Dataset records:
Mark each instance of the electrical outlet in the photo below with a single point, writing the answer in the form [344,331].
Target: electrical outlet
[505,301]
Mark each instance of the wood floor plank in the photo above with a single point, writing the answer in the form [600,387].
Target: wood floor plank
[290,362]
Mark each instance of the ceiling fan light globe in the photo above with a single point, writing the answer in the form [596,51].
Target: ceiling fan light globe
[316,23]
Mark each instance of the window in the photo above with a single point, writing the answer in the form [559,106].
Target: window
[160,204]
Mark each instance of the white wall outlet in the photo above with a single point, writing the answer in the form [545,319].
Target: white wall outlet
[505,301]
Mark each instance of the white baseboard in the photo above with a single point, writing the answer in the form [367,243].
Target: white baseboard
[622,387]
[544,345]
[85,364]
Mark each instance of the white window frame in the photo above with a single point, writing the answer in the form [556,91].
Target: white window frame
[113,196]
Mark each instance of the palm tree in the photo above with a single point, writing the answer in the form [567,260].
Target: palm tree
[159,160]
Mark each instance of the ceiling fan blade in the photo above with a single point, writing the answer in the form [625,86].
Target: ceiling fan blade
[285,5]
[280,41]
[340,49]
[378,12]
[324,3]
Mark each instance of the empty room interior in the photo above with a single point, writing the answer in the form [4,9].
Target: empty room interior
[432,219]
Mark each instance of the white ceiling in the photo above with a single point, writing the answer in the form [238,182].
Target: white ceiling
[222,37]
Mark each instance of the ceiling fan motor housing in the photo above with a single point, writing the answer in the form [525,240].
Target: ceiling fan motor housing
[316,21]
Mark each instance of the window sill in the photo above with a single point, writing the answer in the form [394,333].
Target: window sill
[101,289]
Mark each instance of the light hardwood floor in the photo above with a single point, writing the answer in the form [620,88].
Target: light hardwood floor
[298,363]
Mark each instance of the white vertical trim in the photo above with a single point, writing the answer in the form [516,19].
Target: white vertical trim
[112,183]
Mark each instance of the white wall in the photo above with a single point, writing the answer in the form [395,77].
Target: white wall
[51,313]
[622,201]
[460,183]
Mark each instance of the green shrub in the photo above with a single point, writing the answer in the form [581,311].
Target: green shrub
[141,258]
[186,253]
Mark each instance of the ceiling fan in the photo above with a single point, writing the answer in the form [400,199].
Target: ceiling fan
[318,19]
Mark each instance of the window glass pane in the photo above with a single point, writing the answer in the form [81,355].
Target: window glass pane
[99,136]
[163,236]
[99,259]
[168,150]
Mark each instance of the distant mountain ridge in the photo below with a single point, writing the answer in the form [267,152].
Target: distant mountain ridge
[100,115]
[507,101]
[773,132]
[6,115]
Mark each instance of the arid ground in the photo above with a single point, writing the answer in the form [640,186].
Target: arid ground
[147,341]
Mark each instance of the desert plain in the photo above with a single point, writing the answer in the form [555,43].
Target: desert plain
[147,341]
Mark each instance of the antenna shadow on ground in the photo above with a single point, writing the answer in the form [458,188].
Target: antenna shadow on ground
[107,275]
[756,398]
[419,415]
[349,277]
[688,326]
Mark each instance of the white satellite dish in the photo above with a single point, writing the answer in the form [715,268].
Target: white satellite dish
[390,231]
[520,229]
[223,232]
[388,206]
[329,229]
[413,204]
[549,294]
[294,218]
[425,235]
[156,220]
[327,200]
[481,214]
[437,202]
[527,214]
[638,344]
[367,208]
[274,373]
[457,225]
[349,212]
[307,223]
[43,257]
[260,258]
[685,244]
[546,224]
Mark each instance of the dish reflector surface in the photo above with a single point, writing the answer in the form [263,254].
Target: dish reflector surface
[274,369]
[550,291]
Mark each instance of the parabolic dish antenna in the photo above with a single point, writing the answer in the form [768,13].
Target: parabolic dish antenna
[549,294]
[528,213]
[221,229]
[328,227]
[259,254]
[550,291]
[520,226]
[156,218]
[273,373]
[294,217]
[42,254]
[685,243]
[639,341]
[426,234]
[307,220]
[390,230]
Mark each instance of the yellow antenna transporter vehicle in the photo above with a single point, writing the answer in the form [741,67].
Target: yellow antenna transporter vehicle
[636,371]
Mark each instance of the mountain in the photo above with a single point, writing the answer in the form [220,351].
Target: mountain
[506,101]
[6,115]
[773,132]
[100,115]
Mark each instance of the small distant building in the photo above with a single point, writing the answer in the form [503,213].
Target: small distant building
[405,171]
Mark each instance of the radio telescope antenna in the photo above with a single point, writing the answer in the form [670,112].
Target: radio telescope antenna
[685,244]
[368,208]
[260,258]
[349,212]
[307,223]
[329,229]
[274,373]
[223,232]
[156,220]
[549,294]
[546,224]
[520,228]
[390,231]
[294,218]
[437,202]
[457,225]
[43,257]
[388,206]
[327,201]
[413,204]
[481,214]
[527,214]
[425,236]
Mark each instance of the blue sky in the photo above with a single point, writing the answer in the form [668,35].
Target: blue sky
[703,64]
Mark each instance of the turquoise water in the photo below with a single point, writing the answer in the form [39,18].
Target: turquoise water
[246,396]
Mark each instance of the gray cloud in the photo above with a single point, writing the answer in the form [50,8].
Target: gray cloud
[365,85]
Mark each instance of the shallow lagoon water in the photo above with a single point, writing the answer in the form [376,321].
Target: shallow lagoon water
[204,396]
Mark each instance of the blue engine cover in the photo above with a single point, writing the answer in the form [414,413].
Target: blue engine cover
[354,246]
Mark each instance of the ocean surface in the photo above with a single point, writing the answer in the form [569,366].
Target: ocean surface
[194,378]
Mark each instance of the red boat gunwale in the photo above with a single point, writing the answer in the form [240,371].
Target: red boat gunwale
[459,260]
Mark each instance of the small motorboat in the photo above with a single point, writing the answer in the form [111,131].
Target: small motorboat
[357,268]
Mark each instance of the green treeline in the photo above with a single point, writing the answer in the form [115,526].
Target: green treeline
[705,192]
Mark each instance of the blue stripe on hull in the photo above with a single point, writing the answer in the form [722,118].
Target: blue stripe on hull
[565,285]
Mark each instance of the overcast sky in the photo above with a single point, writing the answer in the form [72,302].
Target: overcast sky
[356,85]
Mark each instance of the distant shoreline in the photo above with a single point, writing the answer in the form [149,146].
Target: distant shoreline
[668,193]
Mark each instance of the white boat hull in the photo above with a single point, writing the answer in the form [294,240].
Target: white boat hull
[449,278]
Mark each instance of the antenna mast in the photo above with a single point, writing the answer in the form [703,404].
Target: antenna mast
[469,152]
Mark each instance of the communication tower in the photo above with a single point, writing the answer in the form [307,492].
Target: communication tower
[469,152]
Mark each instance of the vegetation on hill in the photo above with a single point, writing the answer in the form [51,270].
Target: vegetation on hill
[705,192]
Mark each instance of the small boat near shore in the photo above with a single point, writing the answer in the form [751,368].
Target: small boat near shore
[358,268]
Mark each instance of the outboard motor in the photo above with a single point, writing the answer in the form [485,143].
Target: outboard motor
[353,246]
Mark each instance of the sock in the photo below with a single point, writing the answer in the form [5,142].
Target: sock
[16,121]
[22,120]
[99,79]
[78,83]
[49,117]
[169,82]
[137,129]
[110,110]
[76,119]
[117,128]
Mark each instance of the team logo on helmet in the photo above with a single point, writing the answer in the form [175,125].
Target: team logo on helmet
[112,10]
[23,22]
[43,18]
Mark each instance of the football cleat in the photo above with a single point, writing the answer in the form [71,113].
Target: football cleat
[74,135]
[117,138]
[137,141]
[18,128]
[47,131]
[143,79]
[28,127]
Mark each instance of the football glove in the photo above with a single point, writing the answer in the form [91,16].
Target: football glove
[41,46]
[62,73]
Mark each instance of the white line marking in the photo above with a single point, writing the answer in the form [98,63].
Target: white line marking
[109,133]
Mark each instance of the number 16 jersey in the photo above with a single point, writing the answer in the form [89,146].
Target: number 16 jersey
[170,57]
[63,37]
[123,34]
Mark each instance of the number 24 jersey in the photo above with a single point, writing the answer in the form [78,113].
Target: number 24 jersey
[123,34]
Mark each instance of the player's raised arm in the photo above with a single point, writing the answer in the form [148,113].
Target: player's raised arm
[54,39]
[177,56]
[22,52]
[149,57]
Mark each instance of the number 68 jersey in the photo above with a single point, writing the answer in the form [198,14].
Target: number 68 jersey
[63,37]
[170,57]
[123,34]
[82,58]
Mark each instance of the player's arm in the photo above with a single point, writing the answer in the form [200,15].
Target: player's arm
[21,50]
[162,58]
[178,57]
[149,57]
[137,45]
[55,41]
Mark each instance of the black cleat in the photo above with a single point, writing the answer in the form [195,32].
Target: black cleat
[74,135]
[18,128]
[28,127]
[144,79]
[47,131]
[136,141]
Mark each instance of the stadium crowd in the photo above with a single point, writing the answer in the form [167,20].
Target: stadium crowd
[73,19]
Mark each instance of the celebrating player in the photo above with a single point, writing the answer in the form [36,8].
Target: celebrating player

● About this exercise: Your task for the entries above: copy exactly the span starting with the line with "Mark each instance of the outboard" and going on through the line with "Mark each instance of the number 24", both lines included, and nothing else.

● Output of the exercise:
Mark each instance of the outboard motor in the photo above with a single point, writing the answer in the form [485,143].
Target: outboard motor
[353,246]
Mark each instance of the sock in the photo below with a single point, writing the answer in the form [5,142].
Target: sock
[16,121]
[22,120]
[99,79]
[78,83]
[49,117]
[169,82]
[137,129]
[110,110]
[76,119]
[117,128]
Mark each instance of the team logo on helmet in the photo above with a single point, writing the answer in the form [175,125].
Target: team logo on helmet
[112,10]
[23,22]
[43,18]
Mark each instance of the football cleat in the photo above with a single point, writing the answer in the form [71,113].
Target: football cleat
[74,135]
[117,138]
[137,141]
[18,128]
[47,131]
[143,79]
[28,127]
Mark each instance of the football glove in the photo above with a single point, writing the answer in the form [91,16].
Target: football glove
[41,46]
[62,73]
Mark each instance of the white line marking in the photo above with a single point, writing the answer in the form [98,63].
Target: white line marking
[109,133]
Mark each instance of the number 16 jersey in the photo above with a single point, writing the answer in the form [89,146].
Target: number 16 jersey
[170,57]
[63,37]
[123,34]
Mark each instance of the number 24 jersey in the photo above with a single point, writing the answer in the form [78,113].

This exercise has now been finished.